_Exercise inputs:_
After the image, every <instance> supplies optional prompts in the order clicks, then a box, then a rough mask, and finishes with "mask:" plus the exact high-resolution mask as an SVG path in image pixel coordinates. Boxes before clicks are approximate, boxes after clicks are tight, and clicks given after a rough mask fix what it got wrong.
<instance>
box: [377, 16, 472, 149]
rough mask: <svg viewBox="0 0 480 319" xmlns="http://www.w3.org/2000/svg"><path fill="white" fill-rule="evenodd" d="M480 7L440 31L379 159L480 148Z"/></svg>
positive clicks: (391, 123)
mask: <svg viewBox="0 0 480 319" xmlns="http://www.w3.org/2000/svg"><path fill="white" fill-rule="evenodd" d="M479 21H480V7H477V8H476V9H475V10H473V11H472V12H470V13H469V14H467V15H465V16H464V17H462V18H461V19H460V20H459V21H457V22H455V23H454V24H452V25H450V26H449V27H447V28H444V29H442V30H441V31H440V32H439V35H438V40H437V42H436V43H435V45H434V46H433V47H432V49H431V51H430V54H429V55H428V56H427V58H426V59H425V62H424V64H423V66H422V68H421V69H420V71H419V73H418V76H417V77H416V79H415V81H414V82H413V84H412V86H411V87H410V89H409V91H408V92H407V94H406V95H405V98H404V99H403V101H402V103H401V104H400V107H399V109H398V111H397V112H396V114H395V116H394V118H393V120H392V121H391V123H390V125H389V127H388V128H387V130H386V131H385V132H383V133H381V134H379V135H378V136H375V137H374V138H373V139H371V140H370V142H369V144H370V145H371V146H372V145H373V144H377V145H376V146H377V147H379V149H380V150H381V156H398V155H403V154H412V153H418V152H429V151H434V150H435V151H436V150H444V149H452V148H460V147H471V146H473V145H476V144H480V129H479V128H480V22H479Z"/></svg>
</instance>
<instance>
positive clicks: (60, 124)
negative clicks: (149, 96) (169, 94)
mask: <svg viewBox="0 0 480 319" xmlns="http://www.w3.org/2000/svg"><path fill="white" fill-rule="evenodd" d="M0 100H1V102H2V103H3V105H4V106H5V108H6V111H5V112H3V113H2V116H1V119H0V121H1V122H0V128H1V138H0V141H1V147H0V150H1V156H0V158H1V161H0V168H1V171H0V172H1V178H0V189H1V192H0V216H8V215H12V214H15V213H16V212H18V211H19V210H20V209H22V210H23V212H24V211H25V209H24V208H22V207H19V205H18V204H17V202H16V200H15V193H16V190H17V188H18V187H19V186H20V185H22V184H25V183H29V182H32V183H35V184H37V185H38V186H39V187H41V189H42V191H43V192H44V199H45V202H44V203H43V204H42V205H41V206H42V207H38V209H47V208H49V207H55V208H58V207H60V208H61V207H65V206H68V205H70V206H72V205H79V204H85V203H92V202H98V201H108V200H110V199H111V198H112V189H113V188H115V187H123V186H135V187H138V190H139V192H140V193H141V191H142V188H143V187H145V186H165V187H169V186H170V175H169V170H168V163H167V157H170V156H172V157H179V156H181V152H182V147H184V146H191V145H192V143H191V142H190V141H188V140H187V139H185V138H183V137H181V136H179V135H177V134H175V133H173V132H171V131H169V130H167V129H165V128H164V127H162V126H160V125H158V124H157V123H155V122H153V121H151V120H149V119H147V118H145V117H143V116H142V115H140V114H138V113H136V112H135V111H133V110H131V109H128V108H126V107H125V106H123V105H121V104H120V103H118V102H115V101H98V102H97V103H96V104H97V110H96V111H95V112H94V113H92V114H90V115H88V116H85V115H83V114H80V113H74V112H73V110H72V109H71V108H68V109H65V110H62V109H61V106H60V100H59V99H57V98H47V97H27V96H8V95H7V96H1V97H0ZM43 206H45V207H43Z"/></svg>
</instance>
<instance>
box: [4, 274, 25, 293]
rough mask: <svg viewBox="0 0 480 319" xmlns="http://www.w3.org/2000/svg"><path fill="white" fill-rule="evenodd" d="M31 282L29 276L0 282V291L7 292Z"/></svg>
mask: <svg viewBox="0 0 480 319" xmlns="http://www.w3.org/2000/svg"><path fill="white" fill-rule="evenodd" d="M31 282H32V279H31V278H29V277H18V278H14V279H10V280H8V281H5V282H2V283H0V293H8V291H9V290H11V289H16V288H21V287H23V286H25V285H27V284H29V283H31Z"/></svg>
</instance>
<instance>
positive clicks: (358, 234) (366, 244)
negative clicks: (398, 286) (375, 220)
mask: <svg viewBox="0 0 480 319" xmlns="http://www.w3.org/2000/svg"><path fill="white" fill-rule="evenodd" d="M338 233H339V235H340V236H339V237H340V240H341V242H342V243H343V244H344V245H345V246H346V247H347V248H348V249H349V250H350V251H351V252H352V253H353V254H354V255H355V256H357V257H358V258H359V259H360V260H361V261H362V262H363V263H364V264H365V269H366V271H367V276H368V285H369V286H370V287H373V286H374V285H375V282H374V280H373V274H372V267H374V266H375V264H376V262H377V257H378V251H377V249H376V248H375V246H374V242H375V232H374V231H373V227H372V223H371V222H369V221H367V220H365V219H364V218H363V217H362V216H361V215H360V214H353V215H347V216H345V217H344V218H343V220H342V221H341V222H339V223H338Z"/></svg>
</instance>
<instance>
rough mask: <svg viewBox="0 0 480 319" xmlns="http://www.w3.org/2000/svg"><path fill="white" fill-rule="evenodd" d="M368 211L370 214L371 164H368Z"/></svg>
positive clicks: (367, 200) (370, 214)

_Action item:_ Print exactly the lines above from the one with "box: [377, 16, 472, 149]" to the one with "positive clicks: (60, 124)", including both.

_Response area:_
box: [377, 16, 472, 149]
rough mask: <svg viewBox="0 0 480 319" xmlns="http://www.w3.org/2000/svg"><path fill="white" fill-rule="evenodd" d="M480 7L440 31L379 159L480 148Z"/></svg>
positive clicks: (391, 123)
mask: <svg viewBox="0 0 480 319" xmlns="http://www.w3.org/2000/svg"><path fill="white" fill-rule="evenodd" d="M479 21H480V7H477V8H476V9H475V10H473V11H472V12H470V13H469V14H467V15H465V16H464V17H462V18H461V19H460V20H459V21H457V22H455V23H454V24H452V25H450V26H449V27H447V28H444V29H442V30H441V31H440V32H439V35H438V40H437V42H436V43H435V45H434V46H433V47H432V49H431V51H430V54H429V55H428V56H427V58H426V59H425V62H424V64H423V66H422V68H421V69H420V71H419V73H418V76H417V77H416V79H415V81H414V82H413V84H412V86H411V87H410V89H409V91H408V92H407V94H406V95H405V98H404V99H403V101H402V103H401V104H400V107H399V109H398V111H397V112H396V114H395V116H394V118H393V120H392V121H391V123H390V125H389V127H388V128H387V130H386V131H385V132H383V133H381V134H379V135H378V136H375V137H374V138H373V139H371V140H370V142H369V144H370V145H371V146H372V145H373V144H377V145H376V146H377V147H379V149H380V150H381V156H398V155H403V154H412V153H418V152H429V151H434V150H435V151H436V150H444V149H452V148H460V147H471V146H473V145H476V144H480V129H479V128H480V22H479Z"/></svg>
</instance>
<instance>
positive clicks: (60, 124)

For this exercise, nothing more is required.